WORK TO BE COMPLETED |
Nothing in the entries may differ when you return them.

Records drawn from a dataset

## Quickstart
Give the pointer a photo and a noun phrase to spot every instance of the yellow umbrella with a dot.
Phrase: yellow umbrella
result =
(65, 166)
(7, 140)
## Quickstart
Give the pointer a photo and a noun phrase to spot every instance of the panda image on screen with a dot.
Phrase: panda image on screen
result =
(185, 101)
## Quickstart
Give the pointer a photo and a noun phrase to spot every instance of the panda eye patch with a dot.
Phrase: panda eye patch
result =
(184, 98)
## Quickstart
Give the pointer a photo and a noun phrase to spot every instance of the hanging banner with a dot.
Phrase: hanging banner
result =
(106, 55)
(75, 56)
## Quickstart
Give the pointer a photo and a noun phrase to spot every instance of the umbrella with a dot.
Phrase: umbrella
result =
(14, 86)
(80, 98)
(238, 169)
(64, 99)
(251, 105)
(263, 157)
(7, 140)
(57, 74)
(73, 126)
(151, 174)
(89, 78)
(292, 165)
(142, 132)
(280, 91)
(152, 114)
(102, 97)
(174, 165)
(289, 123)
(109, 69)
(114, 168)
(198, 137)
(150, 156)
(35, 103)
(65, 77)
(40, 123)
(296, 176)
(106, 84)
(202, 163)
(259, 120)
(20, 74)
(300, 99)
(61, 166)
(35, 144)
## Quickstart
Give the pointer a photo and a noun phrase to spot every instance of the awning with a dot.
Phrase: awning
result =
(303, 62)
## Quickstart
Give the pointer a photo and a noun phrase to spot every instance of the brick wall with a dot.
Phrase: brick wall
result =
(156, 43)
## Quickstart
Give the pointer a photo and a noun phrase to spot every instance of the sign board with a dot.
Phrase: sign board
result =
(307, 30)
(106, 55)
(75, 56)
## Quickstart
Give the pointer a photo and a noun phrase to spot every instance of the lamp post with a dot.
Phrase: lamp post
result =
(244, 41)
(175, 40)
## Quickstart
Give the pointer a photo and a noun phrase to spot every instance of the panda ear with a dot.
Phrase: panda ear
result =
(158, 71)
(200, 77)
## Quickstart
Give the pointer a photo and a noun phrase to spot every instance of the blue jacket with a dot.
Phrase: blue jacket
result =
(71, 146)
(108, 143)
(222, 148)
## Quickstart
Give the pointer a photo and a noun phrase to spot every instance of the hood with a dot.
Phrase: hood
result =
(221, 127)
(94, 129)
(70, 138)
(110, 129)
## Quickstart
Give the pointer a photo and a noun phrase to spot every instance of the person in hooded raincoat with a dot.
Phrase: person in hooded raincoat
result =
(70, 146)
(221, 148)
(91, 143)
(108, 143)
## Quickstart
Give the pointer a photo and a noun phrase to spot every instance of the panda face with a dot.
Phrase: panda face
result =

ANSWER TO THIS TASK |
## Quickstart
Give the pointer a photo and a noun phrase to spot every instance of the yellow umbrella with a dot.
Phrase: yellow umbrella
result =
(65, 166)
(7, 140)
## Quickstart
Give the pointer a photo and a noun phrase to spot every instance of the panda image on screen with a dot.
Phrase: panda image on screen
result =
(185, 101)
## Quickstart
Give the pointer a photo and a noun phrase to spot every instance of the panda eye patch with a dot.
Phrase: panda eye patch
result =
(184, 98)
## Quickstart
Give the pointer a photo and a noun phrase to spot every instance of the hanging banner with a dot.
Phrase: hanging banner
result =
(106, 55)
(75, 56)
## Quickstart
Give the pointer a photo and a noun phrase to spot every instance of the umbrella with a dot.
Phrase: umbrella
result =
(14, 86)
(80, 98)
(238, 169)
(64, 99)
(251, 105)
(263, 157)
(7, 140)
(57, 74)
(73, 126)
(151, 174)
(89, 78)
(292, 165)
(142, 132)
(280, 91)
(152, 114)
(102, 97)
(174, 165)
(289, 123)
(109, 69)
(114, 168)
(198, 137)
(150, 156)
(35, 103)
(65, 77)
(40, 123)
(296, 176)
(106, 84)
(202, 163)
(259, 120)
(20, 74)
(300, 99)
(61, 166)
(35, 144)
## Quickstart
Give the pointer a photo and a noun phrase to spot every instance of the awning with a dot.
Phrase: awning
result =
(303, 62)
## Quickstart
Give the pointer a photo and a noun phrase to spot every instance of the brick wall with a dot.
Phrase: brick wall
result =
(156, 43)
## Quickstart
Give the pointer a photo and a noun phrase to spot every instance of the sign board with a dot.
Phrase: sign board
result =
(307, 30)
(106, 55)
(75, 56)
## Quickstart
Give the pointer a photo and a noun phrase to spot every instance of the lamp post with a dot.
Phrase: lamp post
result =
(244, 41)
(175, 40)
## Quickstart
Give the pointer a photo and a noun phrase to spot every instance of the panda ear with a dot.
Phrase: panda ear
result =
(158, 71)
(200, 77)
## Quickstart
Give the pointer a photo and a noun phrase to spot every instance of the blue jacket with a dot.
Phrase: blue jacket
result =
(71, 146)
(108, 143)
(222, 148)
## Quickstart
Give the pointer a photo and a noun phrase to spot every instance of the hood with a dot.
Phrase: hood
result =
(221, 127)
(94, 129)
(70, 138)
(110, 129)
## Quickstart
Give the pointer a photo and a noun phrase to spot every instance of the person in hooded raincoat with a dot.
Phrase: person in hooded raincoat
result =
(70, 146)
(221, 148)
(91, 143)
(108, 143)
## Quickstart
Give the pointer a photo and a noun phrase to spot every instance of the panda face with a dot.
Phrase: panda face
result =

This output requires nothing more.